+++ Text provided +++

# Carbonation Drops - Yay Or Nay?



## odo5435

There are lots and _lots_ of threads with comments like "Drops are crap" or "Drops produce Coca-Cola fizzy" or & etc. One or two of them (oddly not very many - why make a comment like that if you've not got something better to suggest?) say that bulk priming is the only way to go. In the absence of cheap but accurate weighing devices at the 6 gram level there are not a lot of alternatives if you are bottling a brew.

But none of the threads actually describe what is wrong with "Coca-Cola fizzy" (aren't bubbles a good thing?) or what it is that bulk priming adds to the finished product that the drops do not. Can someone point me to a thread or a web page that discusses *exactly* what the difference is?

Why should I not use carbonation drops? :huh: 

By the very nature of the question I'm anticipating subjective replies (if any) but it'd be really appreciated if you would include some evidence that proves your preference one way or the other.

:beer:


----------



## citizensnips

I can only imagine coca cola fizzy is referring to that sharp almost flavour killing fizziness you can get which I have deinetely got before using drops. Personally when I used drops they were pretty bloody average, I had all different bottles which meant differences sizes so I ended up with a few fairly different carbonated beers. If your doing your first brew maybe use drops, but even then id say individually prime them with sugar. Otherwise for the cost of bulk priming (some dextrose and a bottling bucket) it is a huge improvement you can make plus it's a hell of a lot easier, you get a much more uniformed batch as well, not all different types. I would never use carbonation drops again, I recon there a waste of time....but that's just my opinion. If you really want to use drops just use them and see how you go, then bulk prime a batch and compare.

+++

### Your objective
Copy out the full carbonation drops thread word for word, from its title through the last reply.

+++ Given entries +++

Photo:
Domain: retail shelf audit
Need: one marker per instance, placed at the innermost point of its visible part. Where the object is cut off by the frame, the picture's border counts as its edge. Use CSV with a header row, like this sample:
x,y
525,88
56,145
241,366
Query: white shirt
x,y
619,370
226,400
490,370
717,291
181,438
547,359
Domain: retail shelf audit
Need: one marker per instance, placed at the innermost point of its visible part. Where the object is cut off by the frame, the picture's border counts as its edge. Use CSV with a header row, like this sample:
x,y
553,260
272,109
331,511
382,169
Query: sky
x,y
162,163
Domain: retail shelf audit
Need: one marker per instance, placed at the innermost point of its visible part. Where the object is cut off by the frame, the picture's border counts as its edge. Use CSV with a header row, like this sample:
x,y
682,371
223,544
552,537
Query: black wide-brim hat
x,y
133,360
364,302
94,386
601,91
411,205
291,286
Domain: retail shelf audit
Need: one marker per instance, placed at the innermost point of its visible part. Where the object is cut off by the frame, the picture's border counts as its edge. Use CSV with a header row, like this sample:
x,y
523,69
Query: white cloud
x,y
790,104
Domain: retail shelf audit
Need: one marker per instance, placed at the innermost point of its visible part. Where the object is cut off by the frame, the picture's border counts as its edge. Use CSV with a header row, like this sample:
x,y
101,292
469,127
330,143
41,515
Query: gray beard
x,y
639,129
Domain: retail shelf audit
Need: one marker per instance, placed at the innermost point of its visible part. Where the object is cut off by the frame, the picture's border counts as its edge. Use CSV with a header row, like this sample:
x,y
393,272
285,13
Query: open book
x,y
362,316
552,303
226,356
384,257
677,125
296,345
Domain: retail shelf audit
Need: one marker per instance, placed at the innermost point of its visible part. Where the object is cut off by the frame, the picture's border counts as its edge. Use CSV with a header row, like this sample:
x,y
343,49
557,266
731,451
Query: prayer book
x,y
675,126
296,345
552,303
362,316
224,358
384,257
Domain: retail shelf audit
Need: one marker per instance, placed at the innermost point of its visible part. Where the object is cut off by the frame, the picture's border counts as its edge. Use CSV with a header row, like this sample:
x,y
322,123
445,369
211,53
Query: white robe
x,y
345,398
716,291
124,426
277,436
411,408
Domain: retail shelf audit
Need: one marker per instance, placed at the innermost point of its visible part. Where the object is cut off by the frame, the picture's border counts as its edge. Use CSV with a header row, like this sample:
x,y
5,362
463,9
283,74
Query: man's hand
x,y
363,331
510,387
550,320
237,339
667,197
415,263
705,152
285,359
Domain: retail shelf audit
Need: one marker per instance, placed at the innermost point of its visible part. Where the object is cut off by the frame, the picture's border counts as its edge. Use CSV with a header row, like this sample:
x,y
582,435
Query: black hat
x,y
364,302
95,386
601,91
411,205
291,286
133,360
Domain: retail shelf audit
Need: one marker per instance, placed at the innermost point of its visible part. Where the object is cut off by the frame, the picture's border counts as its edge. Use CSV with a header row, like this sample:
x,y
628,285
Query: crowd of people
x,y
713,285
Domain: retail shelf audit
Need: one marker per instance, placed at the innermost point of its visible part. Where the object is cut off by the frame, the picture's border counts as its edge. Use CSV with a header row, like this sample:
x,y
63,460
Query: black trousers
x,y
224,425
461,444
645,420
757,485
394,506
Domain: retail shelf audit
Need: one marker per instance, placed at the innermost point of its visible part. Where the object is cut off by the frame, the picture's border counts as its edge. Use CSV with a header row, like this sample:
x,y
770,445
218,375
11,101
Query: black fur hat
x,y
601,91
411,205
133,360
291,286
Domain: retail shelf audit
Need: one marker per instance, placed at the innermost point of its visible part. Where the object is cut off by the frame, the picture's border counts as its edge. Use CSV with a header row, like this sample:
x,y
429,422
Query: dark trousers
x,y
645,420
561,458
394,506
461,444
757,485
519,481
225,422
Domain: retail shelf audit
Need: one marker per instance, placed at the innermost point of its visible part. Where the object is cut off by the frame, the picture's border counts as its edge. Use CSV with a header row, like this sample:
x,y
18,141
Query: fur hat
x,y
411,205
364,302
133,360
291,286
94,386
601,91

+++

### Exercise solution
# Carbonation Drops - Yay Or Nay?



## odo5435

There are lots and _lots_ of threads with comments like "Drops are crap" or "Drops produce Coca-Cola fizzy" or & etc. One or two of them (oddly not very many - why make a comment like that if you've not got something better to suggest?) say that bulk priming is the only way to go. In the absence of cheap but accurate weighing devices at the 6 gram level there are not a lot of alternatives if you are bottling a brew.

But none of the threads actually describe what is wrong with "Coca-Cola fizzy" (aren't bubbles a good thing?) or what it is that bulk priming adds to the finished product that the drops do not. Can someone point me to a thread or a web page that discusses *exactly* what the difference is?

Why should I not use carbonation drops? :huh: 

By the very nature of the question I'm anticipating subjective replies (if any) but it'd be really appreciated if you would include some evidence that proves your preference one way or the other.

:beer:


----------



## citizensnips

I can only imagine coca cola fizzy is referring to that sharp almost flavour killing fizziness you can get which I have deinetely got before using drops. Personally when I used drops they were pretty bloody average, I had all different bottles which meant differences sizes so I ended up with a few fairly different carbonated beers. If your doing your first brew maybe use drops, but even then id say individually prime them with sugar. Otherwise for the cost of bulk priming (some dextrose and a bottling bucket) it is a huge improvement you can make plus it's a hell of a lot easier, you get a much more uniformed batch as well, not all different types. I would never use carbonation drops again, I recon there a waste of time....but that's just my opinion. If you really want to use drops just use them and see how you go, then bulk prime a batch and compare.